→ PAGE:
○ ○ ○ ○ ○

So with the information given, I think its better to split the problem in 3 cases, depending upon where \( z_1 \) is with respect to \( x_{+} \).
 
  • #5
Alexmahone said:
Let us first consider the case when $\displaystyle z_1<\frac{1+\sqrt{1+4a}}{2}$.

Step 1: Assume $\displaystyle z_n<\frac{1+\sqrt{1+4a}}{2}$ and show that $\displaystyle z_{n+1}<\frac{1+\sqrt{1+4a}}{2}$. This will prove (by induction) that $\displaystyle \{z_n\}$ is bounded above.

Step 2: $\displaystyle \frac{z_{n+1}}{z_n}=\sqrt{\frac{a+z_n}{z_n^2}}=sqrt\left(\frac{a}{z_n^2}+\frac{1}{z_n}\right)$

Using $\displaystyle z_n<\frac{1+\sqrt{1+4a}}{2}$ (proved in step 1), show that $\displaystyle \frac{z_{n+1}}{z_n}>1$. This will prove that $\displaystyle \{z_n\}$ is increasing.

○ ○ ○ ○ ○

→ SOURCE DATA:
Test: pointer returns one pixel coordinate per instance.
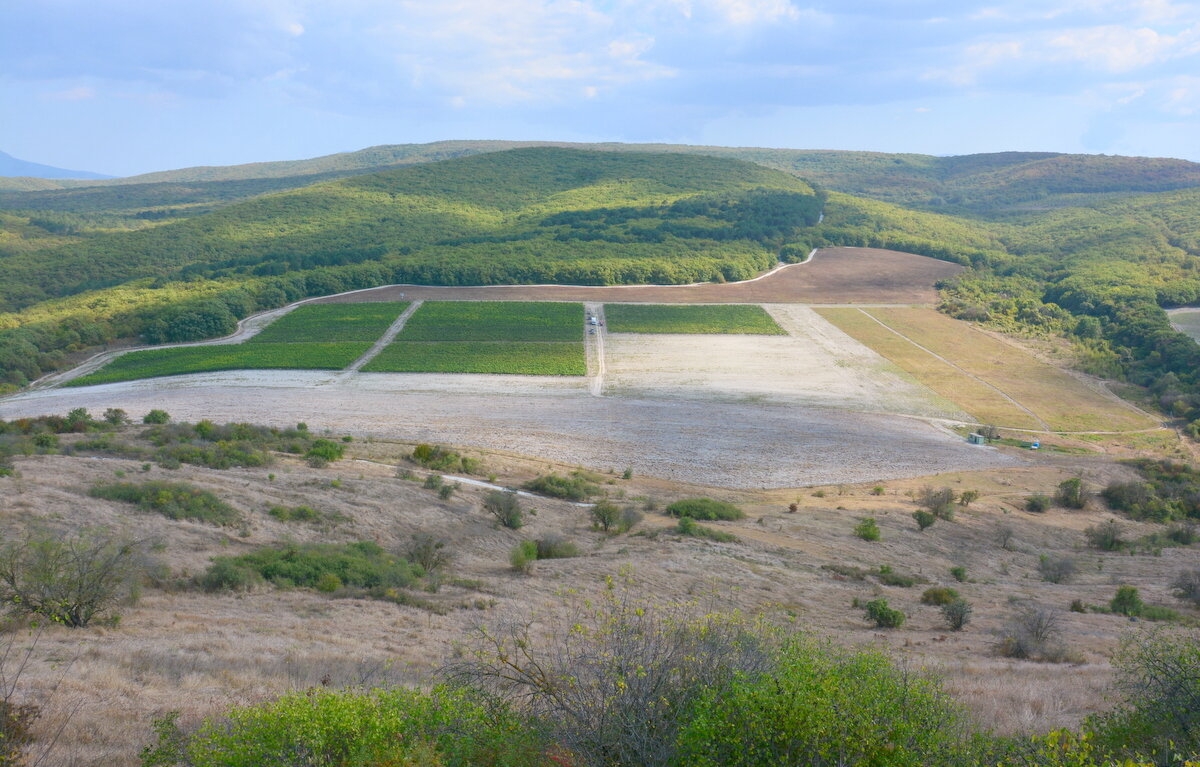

○ ○ ○ ○ ○

→ PROBLEMS:
a - In the forum post, what does Step 1 prove by induction?
b - Can you render this sentence from the forum post in Spanish: "This will prove (by induction) that $\displaystyle \{z_n\}$ is bounded above."
c - Carry the forum post on about the sequence $\displaystyle \{z_n\}$ from the point where it stops.
The data has no connection to the forum post.

→ ANSWER SET:
a - It proves that $\displaystyle \{z_n\}$ is bounded above.

b - Esto demostrará (por inducción) que $\displaystyle \{z_n\}$ está acotada superiormente.

c -
Step 2*:

True(induction hypothesis) : $z_{n+1}>z_{n}$

Need to prove:

$$ z_{n+2}>z_{n+1}$$$$z_{n+2}=\sqrt{a+z_{n+1}}>\sqrt{a+z_n}=z_{n+1}$$
 
  • #6
Also sprach Zarathustra said:
Step 2*:

True(induction hypothesis) : $z_{n+1}>z_{n}$

Need to prove:

$$ z_{n+2}>z_{n+1}$$$$z_{n+2}=\sqrt{a+z_{n+1}}>\sqrt{a+z_n}=z_{n+1}$$

What about the base case?
 
  • #7
Let's write again the recursive relation in term of difference equation...

$\displaystyle \Delta_{n}=z_{n+1}-z_{n}= \sqrt{a+z_{n}}-z_{n}= f(z_{n})\ ,\ a>0\ ,\ z_{0}>0$ (1)

In order to have a simple description of the problem the function $\displaystyle f(x)=\sqrt{a+x}-x$ for $a=1$ is represented here...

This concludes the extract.